(Object point labels)
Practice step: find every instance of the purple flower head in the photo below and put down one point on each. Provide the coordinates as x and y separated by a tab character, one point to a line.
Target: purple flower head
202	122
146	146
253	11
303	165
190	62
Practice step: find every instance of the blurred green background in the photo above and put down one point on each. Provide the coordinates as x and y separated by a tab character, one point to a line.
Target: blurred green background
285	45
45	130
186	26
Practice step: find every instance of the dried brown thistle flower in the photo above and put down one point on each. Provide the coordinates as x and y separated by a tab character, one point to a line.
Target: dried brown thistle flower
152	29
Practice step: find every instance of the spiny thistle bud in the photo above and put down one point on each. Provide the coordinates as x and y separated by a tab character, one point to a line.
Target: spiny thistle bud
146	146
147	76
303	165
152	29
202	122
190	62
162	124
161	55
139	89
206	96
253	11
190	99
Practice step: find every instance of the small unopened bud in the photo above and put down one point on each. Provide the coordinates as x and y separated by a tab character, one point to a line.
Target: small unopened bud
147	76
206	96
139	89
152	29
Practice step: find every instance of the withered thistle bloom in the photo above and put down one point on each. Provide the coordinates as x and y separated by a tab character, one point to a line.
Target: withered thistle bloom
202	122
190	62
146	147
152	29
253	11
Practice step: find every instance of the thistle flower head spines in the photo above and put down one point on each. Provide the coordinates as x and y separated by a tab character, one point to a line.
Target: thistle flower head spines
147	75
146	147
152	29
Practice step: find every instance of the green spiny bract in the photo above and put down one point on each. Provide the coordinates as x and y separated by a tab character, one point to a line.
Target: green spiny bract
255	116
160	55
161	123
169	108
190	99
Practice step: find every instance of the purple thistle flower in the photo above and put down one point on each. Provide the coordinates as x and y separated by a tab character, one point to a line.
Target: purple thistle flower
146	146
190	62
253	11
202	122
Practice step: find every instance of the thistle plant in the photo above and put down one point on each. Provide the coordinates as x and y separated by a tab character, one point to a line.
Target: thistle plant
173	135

● **Requirement**
Extract the complete data, matching each line exactly.

● **Response for this exercise**
Practice step: find every instance of the purple flower head in the photo below and put down one point on each. Provide the coordinates as x and y separated by a tab character, one point to a line.
Target: purple flower head
202	122
146	146
253	11
303	165
190	62
Practice step: find every instance of the blurred green background in the photo above and put down one point on each. Provide the coordinates as x and y separated by a tab character, one point to a line.
Target: blurred green background
285	45
45	130
186	26
Practice step: find every instance of the dried brown thistle flower in the photo above and put down one point on each. Provide the coordinates as x and y separated by a tab character, one point to a line.
Target: dried brown thistle flower
152	29
Practice step: find every instance of the spiny thistle bud in the photo above and put down one point on each. Provide the coordinates as x and y separated by a tab character, one point to a line.
Target: spiny thistle bud
146	146
147	76
303	165
152	29
202	122
190	62
162	124
161	55
139	89
206	96
253	11
190	99
Practice step: find every instance of the small unopened bud in the photo above and put down one point on each. Provide the coordinates as x and y separated by a tab character, one point to a line.
Target: small unopened bud
147	76
206	96
139	89
152	29
Practice step: find every instance of the withered thistle bloom in the photo above and put down one point on each. Provide the coordinates as x and y separated by a tab character, one point to a line.
Target: withered thistle bloom
202	122
190	62
146	147
152	29
253	11
Practice step: find every instance of the thistle flower head spines in the photo above and put down one point on each. Provide the coordinates as x and y separated by a tab character, one point to a line.
Target: thistle flower head spines
147	75
146	147
152	29
Practice step: find every instance of the green spiny bract in the photo above and put down one point on each. Provide the coordinates as x and y separated by a tab character, one point to a line.
Target: green spiny bract
255	116
160	55
161	123
169	108
190	99
Practice step: find every instance of the purple thistle flower in the photo above and put down one point on each. Provide the coordinates as x and y separated by a tab character, one point to a line.
Target: purple thistle flower
146	146
190	62
253	11
202	122
Practice step: find every instance of the thistle plant in the photo above and put down one point on each. Provide the coordinates as x and y separated by a tab character, one point to a line.
Target: thistle plant
173	135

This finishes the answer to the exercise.